Below are the entries; output exactly the lines from the one containing "If you would be so good as to mark the light" through the final line, inclusive.

┌─ Input records

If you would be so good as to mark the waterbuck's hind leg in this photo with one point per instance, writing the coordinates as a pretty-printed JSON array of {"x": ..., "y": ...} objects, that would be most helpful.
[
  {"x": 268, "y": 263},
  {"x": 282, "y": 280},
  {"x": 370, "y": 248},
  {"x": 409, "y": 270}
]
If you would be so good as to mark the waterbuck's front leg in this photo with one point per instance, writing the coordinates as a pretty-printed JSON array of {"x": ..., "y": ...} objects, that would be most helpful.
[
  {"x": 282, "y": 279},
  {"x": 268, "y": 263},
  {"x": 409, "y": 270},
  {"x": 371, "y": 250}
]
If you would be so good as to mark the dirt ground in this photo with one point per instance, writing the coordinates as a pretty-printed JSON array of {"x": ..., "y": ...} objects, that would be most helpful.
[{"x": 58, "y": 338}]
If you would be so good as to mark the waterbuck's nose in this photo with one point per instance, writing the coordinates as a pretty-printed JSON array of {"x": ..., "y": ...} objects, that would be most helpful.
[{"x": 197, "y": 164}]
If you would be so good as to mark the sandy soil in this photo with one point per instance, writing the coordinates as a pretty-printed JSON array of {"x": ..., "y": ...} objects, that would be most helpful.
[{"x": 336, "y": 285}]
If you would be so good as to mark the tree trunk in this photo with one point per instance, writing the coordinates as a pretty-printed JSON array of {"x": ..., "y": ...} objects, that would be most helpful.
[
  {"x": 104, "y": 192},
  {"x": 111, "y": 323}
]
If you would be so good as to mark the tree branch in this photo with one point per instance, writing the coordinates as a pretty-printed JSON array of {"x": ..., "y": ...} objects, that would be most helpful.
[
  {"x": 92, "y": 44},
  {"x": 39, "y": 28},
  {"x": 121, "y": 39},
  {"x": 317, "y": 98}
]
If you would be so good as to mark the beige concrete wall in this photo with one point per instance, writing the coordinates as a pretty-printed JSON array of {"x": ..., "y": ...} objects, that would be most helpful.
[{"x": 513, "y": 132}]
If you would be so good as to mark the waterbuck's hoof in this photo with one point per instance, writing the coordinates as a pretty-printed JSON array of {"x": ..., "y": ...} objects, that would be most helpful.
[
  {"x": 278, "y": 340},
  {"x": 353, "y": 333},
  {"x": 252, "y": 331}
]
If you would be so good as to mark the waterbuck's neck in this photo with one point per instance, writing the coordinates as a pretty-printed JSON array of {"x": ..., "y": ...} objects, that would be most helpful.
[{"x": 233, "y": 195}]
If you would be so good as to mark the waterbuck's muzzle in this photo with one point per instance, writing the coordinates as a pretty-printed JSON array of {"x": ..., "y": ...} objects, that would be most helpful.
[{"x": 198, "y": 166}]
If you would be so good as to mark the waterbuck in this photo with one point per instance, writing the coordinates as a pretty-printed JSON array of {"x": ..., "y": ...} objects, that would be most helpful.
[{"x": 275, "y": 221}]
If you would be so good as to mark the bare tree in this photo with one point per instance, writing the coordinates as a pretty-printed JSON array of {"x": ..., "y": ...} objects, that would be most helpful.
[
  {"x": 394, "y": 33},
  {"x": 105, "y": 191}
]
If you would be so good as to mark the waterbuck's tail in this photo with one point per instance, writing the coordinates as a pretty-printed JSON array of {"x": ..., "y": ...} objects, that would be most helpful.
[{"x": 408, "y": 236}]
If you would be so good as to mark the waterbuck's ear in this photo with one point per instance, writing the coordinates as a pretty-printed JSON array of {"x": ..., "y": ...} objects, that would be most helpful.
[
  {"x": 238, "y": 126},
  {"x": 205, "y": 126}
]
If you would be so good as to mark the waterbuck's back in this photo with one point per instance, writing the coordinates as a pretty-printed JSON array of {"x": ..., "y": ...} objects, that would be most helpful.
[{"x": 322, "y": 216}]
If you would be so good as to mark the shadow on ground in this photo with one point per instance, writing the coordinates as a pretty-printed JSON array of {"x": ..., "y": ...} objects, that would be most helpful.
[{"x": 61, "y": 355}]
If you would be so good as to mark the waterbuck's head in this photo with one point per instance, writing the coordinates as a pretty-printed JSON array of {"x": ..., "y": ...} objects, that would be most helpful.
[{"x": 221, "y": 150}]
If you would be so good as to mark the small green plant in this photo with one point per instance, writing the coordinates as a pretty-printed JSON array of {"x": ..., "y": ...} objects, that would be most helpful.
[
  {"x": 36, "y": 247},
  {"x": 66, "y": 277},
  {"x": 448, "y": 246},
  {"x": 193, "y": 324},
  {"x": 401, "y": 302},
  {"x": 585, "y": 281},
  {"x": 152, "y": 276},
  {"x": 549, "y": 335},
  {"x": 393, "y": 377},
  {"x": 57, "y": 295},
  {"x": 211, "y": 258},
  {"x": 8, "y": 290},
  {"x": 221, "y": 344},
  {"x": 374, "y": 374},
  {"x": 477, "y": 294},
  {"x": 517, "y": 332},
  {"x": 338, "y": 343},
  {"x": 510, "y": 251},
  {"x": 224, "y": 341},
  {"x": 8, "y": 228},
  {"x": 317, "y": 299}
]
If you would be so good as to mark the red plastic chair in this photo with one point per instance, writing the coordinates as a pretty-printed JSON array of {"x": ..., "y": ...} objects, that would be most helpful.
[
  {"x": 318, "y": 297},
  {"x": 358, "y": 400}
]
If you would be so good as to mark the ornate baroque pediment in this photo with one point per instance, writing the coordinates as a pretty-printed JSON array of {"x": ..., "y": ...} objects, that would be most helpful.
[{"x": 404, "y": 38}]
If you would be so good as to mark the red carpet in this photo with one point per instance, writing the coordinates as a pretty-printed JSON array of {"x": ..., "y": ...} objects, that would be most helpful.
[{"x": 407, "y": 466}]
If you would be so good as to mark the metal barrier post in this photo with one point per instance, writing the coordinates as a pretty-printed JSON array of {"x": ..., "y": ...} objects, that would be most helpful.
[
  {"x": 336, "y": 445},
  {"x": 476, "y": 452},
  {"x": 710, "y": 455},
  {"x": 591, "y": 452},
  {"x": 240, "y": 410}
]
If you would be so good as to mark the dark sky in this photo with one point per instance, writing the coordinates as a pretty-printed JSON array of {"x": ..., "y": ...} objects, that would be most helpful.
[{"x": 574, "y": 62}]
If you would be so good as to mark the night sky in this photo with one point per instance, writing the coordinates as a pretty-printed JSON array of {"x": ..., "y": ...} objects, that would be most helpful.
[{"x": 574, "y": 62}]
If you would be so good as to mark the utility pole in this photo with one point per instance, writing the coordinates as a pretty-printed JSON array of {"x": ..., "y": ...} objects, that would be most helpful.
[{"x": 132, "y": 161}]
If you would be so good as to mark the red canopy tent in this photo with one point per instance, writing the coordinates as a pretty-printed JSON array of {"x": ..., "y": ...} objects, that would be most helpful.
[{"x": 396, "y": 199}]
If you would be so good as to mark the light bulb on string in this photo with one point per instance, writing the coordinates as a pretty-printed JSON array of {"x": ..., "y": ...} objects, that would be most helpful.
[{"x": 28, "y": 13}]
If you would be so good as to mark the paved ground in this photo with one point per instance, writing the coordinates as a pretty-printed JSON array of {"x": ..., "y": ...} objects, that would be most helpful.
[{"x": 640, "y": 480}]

└─

→ Complete response
If you would be so good as to mark the light bulb on string in this photo with one point per instance, writing the coordinates as a pretty-printed JSON array of {"x": ..., "y": ...} objects, that would be most helpful.
[{"x": 28, "y": 13}]
If you would be so good as to mark the paved ground in this photo with one point per instance, writing the coordinates as a pretty-printed JSON array of {"x": ..., "y": ...} objects, that would be most helpful.
[{"x": 640, "y": 480}]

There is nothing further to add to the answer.